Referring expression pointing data
───
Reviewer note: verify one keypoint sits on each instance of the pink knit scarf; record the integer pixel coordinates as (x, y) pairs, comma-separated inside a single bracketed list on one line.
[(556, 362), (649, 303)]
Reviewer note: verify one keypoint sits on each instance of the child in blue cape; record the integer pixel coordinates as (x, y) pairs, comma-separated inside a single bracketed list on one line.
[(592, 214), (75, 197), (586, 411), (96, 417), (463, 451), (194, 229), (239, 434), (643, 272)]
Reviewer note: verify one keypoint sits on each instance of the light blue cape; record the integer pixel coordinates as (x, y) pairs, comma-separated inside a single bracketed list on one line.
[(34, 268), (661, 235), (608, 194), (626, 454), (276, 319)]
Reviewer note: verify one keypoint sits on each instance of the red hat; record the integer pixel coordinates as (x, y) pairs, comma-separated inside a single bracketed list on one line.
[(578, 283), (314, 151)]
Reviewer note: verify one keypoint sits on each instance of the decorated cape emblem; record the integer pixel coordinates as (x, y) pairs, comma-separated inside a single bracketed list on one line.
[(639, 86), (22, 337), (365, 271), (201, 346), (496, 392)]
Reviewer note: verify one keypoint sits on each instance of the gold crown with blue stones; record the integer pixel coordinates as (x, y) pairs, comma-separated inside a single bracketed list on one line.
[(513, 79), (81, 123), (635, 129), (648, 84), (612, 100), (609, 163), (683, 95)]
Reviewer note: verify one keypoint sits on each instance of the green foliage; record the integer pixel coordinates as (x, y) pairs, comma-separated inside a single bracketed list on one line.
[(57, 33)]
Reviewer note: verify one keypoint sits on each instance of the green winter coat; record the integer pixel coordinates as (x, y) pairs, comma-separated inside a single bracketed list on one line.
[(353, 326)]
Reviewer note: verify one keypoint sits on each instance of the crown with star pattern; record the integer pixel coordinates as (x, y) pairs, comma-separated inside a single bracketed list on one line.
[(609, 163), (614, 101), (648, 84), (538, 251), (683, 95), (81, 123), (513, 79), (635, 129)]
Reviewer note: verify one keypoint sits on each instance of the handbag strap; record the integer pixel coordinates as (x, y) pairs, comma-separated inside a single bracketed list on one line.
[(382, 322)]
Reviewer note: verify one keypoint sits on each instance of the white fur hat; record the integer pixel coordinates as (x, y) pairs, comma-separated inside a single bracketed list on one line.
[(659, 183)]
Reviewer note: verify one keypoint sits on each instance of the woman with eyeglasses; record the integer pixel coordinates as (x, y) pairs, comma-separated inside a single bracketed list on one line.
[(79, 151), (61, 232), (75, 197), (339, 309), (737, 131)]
───
# Exercise requirements
Restate the data word for word, leaving nothing out.

# Task solution
Reviewer note: verify one keypoint sits on each instance of the pink knit scarf; record the integer pixel coordinates as (x, y) pairs, comma-separated inside a single bracketed list on one line.
[(556, 362), (649, 303)]
Reviewer note: verify one keypoint sits on each instance of the child in blue cape; record the integer pixel coordinates as (x, y) pairs, comma-separated inside a single bracketed list on one line.
[(592, 214), (75, 197), (586, 411), (96, 417), (463, 451), (194, 229), (239, 434), (643, 272)]
Reviewer note: verify one keypoint sits on each instance of the light blue cape; record the integer pixel coordinates as (x, y) pairs, comma-separated inside a single bracketed list on one line.
[(34, 268), (661, 235), (608, 194), (626, 454), (276, 319)]
Reviewer note: verify one keypoint sits on each instance of the red hat; record the integer pixel coordinates as (x, y) pairs, comma-separated inside a single bracketed list on one line.
[(578, 283), (314, 151)]
Reviewer note: verify one keypoint sits on each instance of the decorated cape emblem; record the integer pixel coordinates as (x, y) pairs, comma-separated inside a single bracketed list on one line.
[(639, 86), (22, 337), (365, 271), (201, 346), (496, 392)]
Reviewer note: verify one keypoint sits on each instance of the gold crown with blue stones; record the integer pixel coordinates as (x, y) pairs, comma-separated inside a single bracketed list on one line.
[(513, 79), (81, 123), (635, 129), (648, 84), (612, 100), (609, 163), (683, 95)]
Reviewer note: verify one keypoint sits on each instance of the green foliage; record the integer pixel coordinates as (x, y) pairs, comma-separated inside a single bracketed list on one line.
[(57, 33)]
Reviewer note: verify one keypoint sits on each instance of the green winter coat; record the integer pixel coordinates as (x, y) pairs, comma-separated inside a single bracketed list on one line.
[(353, 326)]
Reviewer note: verify one keypoint sits on each instance of the crown with star pattern; record the integer pixel coordinates as (x, y) pairs, comma-separated inside a single bracketed list on one line.
[(609, 163), (614, 101), (648, 84), (538, 251), (683, 95), (81, 123), (513, 79), (635, 129)]
Reviewer note: verify one keypoint sits on each instance of the handbag strap; record the integer pixel coordinates as (x, y) pairs, comma-separated inside a single bracketed list on one line.
[(382, 322)]
Reviewer note: verify one keypoint sits on each instance of the white fur hat; record the integer pixel coordinates as (x, y) pairs, comma-separated inside a single bracketed list on one line.
[(659, 183)]
Reviewer note: verify one keypoint sits on each instance of the woman with eyeglasses; record the integer pixel coordinates as (x, y) pairs, comma-separated inside a single bracketed list on one line.
[(79, 151), (61, 232), (75, 197), (339, 309), (737, 131)]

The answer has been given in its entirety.